* SUPPLIED PASSAGE *
_ _ _ _
# Stories about when people ask for help recovering things.



## blobbottlebob (Mar 19, 2018)

I'm going to start a new thread here because I think I can tell a bunch of these stories and I'm hoping other divers will have some as well. 

This thread kind of started after my 'clay beer spot' story discussing diving. Rather than copy what we wrote, you can see the thread (at the upcoming link) where I told the story of trying to recover a lost log book of data for a muskey study. Right after that, Coldwater diver (Kevin) discusses searching for a purse lost when someone backed up into a pond.

https://www.antique-bottles.net/showthread.php?688830-My-Clay-spot/page6


----------



## blobbottlebob (Mar 19, 2018)

Poop.
Typed awhile on here and lost it all. I know, type it then cut and paste. Shoot.
Coming tomorrow. A story about how I tried to recover a sailboat mast lost in 100 feet of water . . .


----------



## blobbottlebob (Mar 19, 2018)

Oh dang! I saw that the site auto saved it at the bottom, but I didn't see that til I already pressed post quick reply. Double poop.


----------



## blobbottlebob (Mar 20, 2018)

Okay. My goal is not to write a novel - but I did anyway. Hope you like it.


----------



## blobbottlebob (Mar 20, 2018)

Okay. A sailboat mast recovery story.
A buddy of mine from collecting bottles also sailboat races. A sailor that he knows lost his mast when it rolled off his boat. Would I be willing to search for it?
The good news.
He thinks he knows right where he lost it.
The lake has crisp clean water with excellent visibility.
The lake is beautiful and very exclusive with gorgeous houses.
He will pay me just for searching and more if I can recover it.
The bad news.
He thinks it is 100 feet deep.
Okay. Stepping back a bit. All things being equal, I would rather dive in three feet of water than 100. If something goes wrong at three feet, you can stand up. At 100 feet, you'd better be thinking about surfacing and fast because there is less margin for error. At 100 feet, the pressure is so much greater that you end up breathing super compressed air. That makes you go through your air four times faster than at the surface. It can cause nitrogen to build up in your bloodstream (with an increased risk of the bends). You can have an intoxicated reaction called nitrogen narcosis which can lead to poor decision making. ETC...
Don't get me wrong though. If you told me that there was one hundred dollars waiting for me at 100 feet. I'd do it. I said "Yes".
_ _ _ _
* EXTRACTED INFORMATION *

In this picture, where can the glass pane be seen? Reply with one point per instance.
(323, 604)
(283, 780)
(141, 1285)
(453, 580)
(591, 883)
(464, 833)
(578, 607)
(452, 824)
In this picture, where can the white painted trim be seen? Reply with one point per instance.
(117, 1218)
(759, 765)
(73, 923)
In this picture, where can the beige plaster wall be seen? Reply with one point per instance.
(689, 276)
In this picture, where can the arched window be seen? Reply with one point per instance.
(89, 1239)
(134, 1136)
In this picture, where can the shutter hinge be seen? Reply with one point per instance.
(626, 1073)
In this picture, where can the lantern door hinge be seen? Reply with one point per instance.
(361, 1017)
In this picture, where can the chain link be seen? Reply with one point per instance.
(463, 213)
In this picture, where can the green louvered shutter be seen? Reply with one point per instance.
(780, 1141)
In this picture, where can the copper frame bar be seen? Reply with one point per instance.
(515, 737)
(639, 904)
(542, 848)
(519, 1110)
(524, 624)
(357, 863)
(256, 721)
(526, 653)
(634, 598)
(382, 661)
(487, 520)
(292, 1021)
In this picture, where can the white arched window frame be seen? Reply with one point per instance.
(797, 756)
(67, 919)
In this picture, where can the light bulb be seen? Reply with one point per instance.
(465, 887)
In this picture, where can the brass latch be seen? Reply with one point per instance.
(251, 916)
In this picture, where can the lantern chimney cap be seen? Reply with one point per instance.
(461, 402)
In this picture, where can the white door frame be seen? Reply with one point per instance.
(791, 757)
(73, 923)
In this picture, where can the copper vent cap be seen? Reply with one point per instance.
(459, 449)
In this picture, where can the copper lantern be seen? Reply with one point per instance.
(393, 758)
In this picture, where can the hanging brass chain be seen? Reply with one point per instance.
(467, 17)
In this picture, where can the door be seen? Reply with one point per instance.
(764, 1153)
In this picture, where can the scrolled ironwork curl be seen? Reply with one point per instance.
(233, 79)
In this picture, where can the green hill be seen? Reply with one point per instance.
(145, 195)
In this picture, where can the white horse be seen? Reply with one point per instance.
_ _ _ _
* CHALLENGES *
a - According to the diving-recovery thread, how much faster do you go through your air at 100 feet than at the surface?
b - Transcribe the diving-recovery thread from "A buddy of mine" to "The bad news.".

* EXPECTED ANSWERS *
a - Four times faster.

b -
A buddy of mine from collecting bottles also sailboat races. A sailor that he knows lost his mast when it rolled off his boat. Would I be willing to search for it?
The good news.
He thinks he knows right where he lost it.
The lake has crisp clean water with excellent visibility.
The lake is beautiful and very exclusive with gorgeous houses.
He will pay me just for searching and more if I can recover it.
The bad news.